What is expected | Reproduce every line of the material below verbatim, without altering any character.

Listed entries |
···
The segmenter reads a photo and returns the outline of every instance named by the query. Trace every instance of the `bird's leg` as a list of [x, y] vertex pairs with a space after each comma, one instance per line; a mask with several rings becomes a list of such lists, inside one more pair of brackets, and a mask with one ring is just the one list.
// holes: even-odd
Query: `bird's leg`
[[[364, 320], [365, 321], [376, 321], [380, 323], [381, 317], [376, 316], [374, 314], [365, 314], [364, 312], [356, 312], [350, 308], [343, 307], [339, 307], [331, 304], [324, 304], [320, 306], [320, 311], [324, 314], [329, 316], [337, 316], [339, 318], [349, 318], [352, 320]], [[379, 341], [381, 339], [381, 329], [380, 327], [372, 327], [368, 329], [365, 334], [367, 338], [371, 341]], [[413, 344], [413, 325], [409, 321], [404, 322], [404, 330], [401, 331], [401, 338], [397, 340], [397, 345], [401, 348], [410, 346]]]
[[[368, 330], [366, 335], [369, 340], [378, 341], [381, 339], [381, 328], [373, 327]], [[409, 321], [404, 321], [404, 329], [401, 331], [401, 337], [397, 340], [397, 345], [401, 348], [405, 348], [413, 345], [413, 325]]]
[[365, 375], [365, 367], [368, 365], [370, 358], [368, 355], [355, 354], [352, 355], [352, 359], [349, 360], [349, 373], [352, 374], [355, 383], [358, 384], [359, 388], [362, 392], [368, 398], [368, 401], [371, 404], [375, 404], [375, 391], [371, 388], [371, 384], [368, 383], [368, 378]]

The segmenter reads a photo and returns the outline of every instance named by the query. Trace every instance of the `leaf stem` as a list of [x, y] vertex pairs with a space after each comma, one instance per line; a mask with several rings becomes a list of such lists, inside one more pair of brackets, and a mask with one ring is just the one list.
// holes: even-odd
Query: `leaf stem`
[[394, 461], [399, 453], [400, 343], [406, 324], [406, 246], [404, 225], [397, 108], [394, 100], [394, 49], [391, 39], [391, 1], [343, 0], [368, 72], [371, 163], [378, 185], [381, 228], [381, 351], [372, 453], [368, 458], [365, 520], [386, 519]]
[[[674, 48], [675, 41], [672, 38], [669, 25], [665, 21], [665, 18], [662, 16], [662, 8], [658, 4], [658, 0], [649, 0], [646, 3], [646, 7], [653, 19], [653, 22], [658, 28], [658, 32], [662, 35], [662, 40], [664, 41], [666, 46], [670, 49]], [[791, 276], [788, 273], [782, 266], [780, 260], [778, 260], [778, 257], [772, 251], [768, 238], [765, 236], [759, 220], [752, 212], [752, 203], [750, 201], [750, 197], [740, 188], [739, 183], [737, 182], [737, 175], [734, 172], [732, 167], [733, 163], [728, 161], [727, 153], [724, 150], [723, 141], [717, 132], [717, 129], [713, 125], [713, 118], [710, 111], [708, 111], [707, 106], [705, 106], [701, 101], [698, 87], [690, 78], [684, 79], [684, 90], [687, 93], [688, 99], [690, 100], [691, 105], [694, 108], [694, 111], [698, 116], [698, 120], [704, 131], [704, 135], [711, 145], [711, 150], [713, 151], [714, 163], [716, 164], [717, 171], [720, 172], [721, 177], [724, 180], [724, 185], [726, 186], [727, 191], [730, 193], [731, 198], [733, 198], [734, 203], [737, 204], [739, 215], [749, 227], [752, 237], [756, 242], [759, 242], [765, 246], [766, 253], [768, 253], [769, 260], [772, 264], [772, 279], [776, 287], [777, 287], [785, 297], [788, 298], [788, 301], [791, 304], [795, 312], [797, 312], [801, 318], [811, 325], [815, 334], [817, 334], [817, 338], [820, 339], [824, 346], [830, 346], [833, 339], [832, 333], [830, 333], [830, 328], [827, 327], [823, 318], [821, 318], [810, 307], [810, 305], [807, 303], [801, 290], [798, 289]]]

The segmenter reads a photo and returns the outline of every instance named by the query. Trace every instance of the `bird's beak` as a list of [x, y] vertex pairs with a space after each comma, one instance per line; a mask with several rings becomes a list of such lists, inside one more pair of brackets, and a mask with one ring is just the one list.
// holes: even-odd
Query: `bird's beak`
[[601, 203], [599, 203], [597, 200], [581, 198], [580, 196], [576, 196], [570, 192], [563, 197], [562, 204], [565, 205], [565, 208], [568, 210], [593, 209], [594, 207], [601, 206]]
···
Result |
The segmenter reads a photo and returns the outline of every instance named by the query. Trace every instance of the `bird's leg` as a list of [x, y] vertex pairs with a space after each comma, one instance per line; a mask with several rings becomes a list of such lists, inside one more pair of brackets, and a mask with one ring is just the one list.
// holes: even-odd
Query: `bird's leg`
[[[364, 320], [365, 321], [376, 321], [380, 323], [381, 317], [376, 316], [374, 314], [365, 314], [364, 312], [356, 312], [350, 308], [343, 307], [339, 307], [331, 304], [324, 304], [320, 306], [320, 311], [324, 314], [329, 316], [337, 316], [339, 318], [349, 318], [352, 320]], [[379, 341], [381, 339], [381, 329], [380, 327], [372, 327], [368, 329], [365, 334], [367, 338], [371, 341]], [[413, 344], [413, 325], [409, 321], [404, 322], [404, 330], [401, 331], [401, 338], [397, 340], [397, 345], [401, 348], [410, 346]]]
[[[368, 330], [366, 335], [369, 340], [378, 341], [381, 339], [381, 328], [373, 327]], [[409, 321], [404, 321], [404, 329], [401, 331], [401, 337], [397, 340], [397, 345], [401, 348], [405, 348], [413, 345], [413, 325]]]
[[365, 375], [365, 367], [368, 365], [370, 358], [368, 355], [355, 354], [352, 355], [352, 359], [349, 360], [349, 373], [352, 374], [355, 383], [358, 384], [359, 388], [362, 392], [368, 398], [368, 401], [371, 404], [375, 404], [375, 391], [371, 388], [371, 384], [368, 383], [368, 378]]

The segmenter reads a photo and returns the outline of every instance named by the query. Trace every instance of the `leaf stem` as a list of [x, y] vertex pairs with a space after each comma, one instance per line; a mask with several rings becomes a list of such lists, inside one more pair of brackets, and a mask with one ring is just the one list.
// holes: even-odd
Query: `leaf stem`
[[394, 461], [399, 453], [400, 343], [406, 324], [406, 246], [404, 225], [397, 108], [394, 100], [394, 49], [391, 39], [391, 1], [343, 0], [368, 72], [371, 163], [378, 185], [381, 228], [381, 351], [372, 453], [368, 458], [365, 520], [386, 519]]
[[[674, 48], [675, 41], [672, 38], [669, 25], [665, 21], [665, 18], [662, 16], [662, 8], [658, 4], [658, 0], [649, 0], [646, 3], [646, 7], [653, 19], [653, 22], [658, 28], [658, 32], [662, 35], [662, 40], [664, 41], [666, 46], [670, 49]], [[791, 276], [788, 273], [782, 266], [780, 260], [778, 260], [778, 257], [772, 251], [768, 238], [765, 236], [759, 220], [752, 212], [752, 203], [750, 201], [750, 197], [740, 188], [739, 183], [737, 182], [737, 175], [734, 172], [732, 167], [733, 163], [728, 161], [727, 153], [724, 150], [723, 141], [717, 132], [717, 129], [713, 125], [713, 118], [710, 111], [708, 111], [707, 106], [705, 106], [701, 101], [698, 87], [690, 78], [684, 79], [684, 90], [687, 93], [688, 99], [690, 100], [691, 105], [694, 108], [694, 111], [698, 116], [698, 120], [704, 131], [704, 135], [711, 145], [711, 150], [713, 151], [714, 163], [716, 164], [717, 171], [720, 172], [721, 177], [724, 180], [724, 185], [726, 186], [727, 191], [730, 193], [731, 198], [733, 198], [734, 203], [737, 204], [739, 215], [749, 227], [752, 237], [756, 242], [759, 242], [765, 246], [766, 253], [768, 253], [769, 260], [772, 264], [772, 279], [776, 287], [777, 287], [785, 297], [788, 298], [788, 301], [791, 304], [795, 312], [797, 312], [801, 318], [811, 325], [815, 334], [817, 334], [817, 338], [820, 339], [824, 346], [830, 346], [833, 339], [832, 333], [830, 333], [830, 328], [827, 327], [823, 318], [821, 318], [810, 307], [810, 305], [807, 303], [801, 290], [798, 289]]]

The segmenter reads a photo and returns the outline of every instance named by the query. Trace every instance of the `bird's beak` as a list of [x, y] vertex pairs with a space after each comma, one instance per line; a mask with several rings becomes a list of such lists, inside one more pair of brackets, and a mask with one ring is just the one list.
// holes: even-odd
Query: `bird's beak`
[[601, 203], [599, 203], [597, 200], [581, 198], [580, 196], [576, 196], [570, 192], [563, 197], [562, 204], [565, 205], [565, 208], [568, 210], [593, 209], [594, 207], [601, 206]]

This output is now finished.